• _O que fazer_
1. Resuma em duas frases o trecho sobre a vinda de famílias belgas a São Paulo.
2. Prossiga o trecho sobre a vinda de famílias belgas a São Paulo a partir do ponto em que ele termina.

• _Trecho fornecido_
<<<<

O primeiro passo foi dado por Paulo Burlandy, amigo de infância de Librée, que chegou a São Paulo para adquirir terras destinadas à instalação dos compatriotas. Em 31 de julho de 1919, o jornal O Diário da Manhã registrou a atividade da firma "Renard, Lebricht & Burlandy" no expediente da Secretaria Geral do Estado, sinalizando os primeiros movimentos do projeto.
Em setembro daquele mesmo ano, A Gazeta do Povo noticiou que um grupo de famílias belgas pretendia se estabelecer em São Paulo. As exigências eram claras: terras férteis com acesso a água, proximidade de vias de transporte e possibilidade de trabalho autônomo. Caso não encontrassem condições ideais, cogitavam migrar para o Estado do Rio Grande do Sul.

>>>>

• _Dados apresentados_

<<<<

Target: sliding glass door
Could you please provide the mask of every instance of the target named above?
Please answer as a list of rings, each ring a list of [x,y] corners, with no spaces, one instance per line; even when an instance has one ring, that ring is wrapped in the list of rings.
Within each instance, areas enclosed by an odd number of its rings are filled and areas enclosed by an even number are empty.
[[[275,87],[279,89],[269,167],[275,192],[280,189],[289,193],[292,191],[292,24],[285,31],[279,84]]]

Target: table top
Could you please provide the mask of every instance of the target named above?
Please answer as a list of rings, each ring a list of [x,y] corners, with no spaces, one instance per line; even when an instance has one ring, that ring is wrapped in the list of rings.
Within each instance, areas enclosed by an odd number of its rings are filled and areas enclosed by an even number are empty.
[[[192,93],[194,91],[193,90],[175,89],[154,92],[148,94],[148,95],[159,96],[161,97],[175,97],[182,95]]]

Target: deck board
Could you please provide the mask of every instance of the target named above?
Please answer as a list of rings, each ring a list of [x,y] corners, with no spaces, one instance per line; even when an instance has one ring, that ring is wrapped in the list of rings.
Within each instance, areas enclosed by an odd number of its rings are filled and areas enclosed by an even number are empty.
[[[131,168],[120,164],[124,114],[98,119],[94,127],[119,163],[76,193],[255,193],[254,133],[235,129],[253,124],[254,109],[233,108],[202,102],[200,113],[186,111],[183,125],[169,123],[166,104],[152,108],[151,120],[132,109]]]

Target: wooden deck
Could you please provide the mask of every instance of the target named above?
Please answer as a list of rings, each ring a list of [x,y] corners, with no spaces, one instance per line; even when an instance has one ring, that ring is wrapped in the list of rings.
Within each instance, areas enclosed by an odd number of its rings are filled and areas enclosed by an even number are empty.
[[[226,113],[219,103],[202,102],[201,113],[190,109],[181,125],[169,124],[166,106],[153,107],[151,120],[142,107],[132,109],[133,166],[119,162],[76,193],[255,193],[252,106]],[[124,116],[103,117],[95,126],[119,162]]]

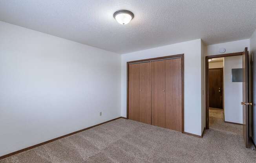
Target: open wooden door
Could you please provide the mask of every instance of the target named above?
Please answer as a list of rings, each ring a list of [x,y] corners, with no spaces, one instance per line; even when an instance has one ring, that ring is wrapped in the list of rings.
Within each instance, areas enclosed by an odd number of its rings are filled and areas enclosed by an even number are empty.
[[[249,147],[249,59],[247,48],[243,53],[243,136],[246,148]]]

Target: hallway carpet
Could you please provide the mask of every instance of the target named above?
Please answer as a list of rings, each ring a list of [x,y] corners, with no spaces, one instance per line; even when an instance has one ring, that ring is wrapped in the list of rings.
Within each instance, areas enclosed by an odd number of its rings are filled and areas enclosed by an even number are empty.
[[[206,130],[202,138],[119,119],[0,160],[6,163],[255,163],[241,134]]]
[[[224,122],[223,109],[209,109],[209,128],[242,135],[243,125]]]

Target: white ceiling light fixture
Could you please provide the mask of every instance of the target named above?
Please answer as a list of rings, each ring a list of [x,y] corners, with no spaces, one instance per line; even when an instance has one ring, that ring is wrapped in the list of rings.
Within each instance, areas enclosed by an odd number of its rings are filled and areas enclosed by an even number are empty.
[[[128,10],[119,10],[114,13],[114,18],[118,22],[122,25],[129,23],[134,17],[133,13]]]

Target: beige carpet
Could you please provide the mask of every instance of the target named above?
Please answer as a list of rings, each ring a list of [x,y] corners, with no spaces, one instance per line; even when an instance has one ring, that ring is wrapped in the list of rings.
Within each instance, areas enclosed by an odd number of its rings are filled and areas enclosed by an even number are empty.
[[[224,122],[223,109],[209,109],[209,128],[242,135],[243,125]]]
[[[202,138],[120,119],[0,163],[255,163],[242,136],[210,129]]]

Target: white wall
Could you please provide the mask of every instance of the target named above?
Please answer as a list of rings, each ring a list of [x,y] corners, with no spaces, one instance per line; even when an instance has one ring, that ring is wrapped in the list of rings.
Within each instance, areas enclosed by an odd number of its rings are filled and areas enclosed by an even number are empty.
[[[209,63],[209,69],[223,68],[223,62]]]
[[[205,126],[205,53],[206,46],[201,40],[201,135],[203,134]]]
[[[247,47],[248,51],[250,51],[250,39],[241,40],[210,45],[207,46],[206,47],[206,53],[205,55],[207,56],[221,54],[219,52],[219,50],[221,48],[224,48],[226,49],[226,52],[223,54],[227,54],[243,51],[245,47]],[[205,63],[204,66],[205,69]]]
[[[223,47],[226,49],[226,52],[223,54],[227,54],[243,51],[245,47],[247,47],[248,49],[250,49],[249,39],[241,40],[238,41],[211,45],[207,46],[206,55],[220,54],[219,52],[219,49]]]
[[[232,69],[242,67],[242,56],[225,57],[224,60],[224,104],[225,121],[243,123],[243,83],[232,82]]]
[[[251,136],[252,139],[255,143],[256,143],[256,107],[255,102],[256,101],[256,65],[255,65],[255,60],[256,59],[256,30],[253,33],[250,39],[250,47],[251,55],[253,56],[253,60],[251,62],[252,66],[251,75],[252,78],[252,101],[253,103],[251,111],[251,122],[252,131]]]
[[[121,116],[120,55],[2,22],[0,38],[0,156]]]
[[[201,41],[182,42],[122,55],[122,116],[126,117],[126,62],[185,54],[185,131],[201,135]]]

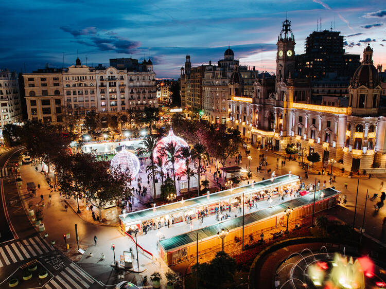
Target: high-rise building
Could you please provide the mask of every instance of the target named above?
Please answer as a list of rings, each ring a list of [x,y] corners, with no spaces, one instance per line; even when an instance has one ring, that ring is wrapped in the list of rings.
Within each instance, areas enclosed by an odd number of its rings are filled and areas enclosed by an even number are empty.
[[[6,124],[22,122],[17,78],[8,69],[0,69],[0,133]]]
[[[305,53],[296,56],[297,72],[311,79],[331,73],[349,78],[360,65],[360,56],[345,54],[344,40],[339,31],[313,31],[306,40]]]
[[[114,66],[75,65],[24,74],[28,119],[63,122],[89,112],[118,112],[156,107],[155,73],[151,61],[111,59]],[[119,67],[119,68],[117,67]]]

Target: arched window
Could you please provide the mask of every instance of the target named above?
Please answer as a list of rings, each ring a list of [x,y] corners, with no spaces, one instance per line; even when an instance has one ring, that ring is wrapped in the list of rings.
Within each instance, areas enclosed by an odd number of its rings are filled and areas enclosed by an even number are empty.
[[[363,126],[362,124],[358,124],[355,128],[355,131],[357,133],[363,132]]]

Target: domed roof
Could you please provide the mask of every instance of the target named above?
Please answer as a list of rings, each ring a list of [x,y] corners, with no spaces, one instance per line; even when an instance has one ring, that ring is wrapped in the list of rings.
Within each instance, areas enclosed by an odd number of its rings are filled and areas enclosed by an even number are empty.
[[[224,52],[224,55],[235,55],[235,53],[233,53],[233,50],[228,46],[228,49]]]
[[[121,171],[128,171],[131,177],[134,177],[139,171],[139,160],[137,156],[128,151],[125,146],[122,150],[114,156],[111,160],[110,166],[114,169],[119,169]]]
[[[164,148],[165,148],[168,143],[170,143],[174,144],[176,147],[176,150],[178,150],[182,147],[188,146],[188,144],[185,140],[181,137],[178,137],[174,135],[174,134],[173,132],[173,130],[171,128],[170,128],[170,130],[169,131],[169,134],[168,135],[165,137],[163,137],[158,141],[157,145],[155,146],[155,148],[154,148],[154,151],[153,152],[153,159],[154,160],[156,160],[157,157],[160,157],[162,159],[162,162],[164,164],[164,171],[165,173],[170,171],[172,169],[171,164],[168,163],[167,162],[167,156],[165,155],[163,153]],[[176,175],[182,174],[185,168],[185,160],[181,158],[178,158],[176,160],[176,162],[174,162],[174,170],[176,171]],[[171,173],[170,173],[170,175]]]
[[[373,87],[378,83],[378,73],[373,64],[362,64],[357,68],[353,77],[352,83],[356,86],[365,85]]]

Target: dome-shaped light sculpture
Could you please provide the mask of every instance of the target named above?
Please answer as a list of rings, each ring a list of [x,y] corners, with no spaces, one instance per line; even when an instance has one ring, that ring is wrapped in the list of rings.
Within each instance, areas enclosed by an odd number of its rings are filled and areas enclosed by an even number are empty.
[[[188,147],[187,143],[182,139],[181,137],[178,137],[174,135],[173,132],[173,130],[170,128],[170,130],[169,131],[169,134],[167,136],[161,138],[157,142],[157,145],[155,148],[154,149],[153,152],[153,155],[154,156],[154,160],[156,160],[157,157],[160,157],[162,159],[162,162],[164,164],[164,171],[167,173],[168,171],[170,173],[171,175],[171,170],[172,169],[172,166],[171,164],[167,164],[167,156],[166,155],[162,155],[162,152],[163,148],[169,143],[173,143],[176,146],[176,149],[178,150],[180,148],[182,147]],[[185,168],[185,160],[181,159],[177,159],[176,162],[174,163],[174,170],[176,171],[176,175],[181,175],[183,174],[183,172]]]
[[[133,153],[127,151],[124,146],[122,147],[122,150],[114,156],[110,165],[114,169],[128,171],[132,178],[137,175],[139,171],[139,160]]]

>>>>

• _Resultados_
1. Paulo Burlandy, amigo de infância de Librée, chegou a São Paulo para adquirir terras destinadas aos compatriotas, e em 31 de julho de 1919 O Diário da Manhã registrou a atividade da firma "Renard, Lebricht & Burlandy" no expediente da Secretaria Geral do Estado. Em setembro do mesmo ano, A Gazeta do Povo noticiou que um grupo de famílias belgas pretendia se estabelecer em São Paulo em terras férteis, com acesso a água, perto de vias de transporte e com possibilidade de trabalho autônomo, cogitando o Rio Grande do Sul caso não encontrasse essas condições.

2.
Por intermédio do padre trapista belga Moreau, Burlandy conseguiu negociar um terreno próximo à cidade de Cananéia, a quatro horas de canoa da cidade, como informou o Correio Paulistano em 1922. A chegada dos primeiros imigrantes foi registrada na Hospedaria de Imigrantes do Estado de São Paulo: em 15 de dezembro de 1919, 91 belgas desembarcaram no porto de Santos, vindos no vapor Provence. Entre eles, estavam familiares diretos de Burlandy, como sua esposa Josephine, seus filhos, e seu irmão Jean Baptiste.
Os registros apontam que 53 desses imigrantes seriam destinados à Companhia Agrícola Fazenda São Martinho, em Ribeirão Preto, enquanto 35 seguiriam para Cananéia. No entanto, o número de colonos destinados à Cananéia diverge do divulgado pelo Correio Paulistano em 21 de dezembro de 1919, que falava em 103 pessoas. A própria correspondência de Burlandy à Secretaria da Agricultura da época, publicada em novembro de 1919, previa a chegada de apenas 60 pessoas. Mas há também dúvidas sobre os destinos mencionados no registro da Hospedaria. É bem estranho o destino da fazenda Martinho Prado para a família de Jean Baptiste Burlandy, sendo que seu irmão, Paul Burlandy, era o responsável para a criação de uma colônia em Cananéia.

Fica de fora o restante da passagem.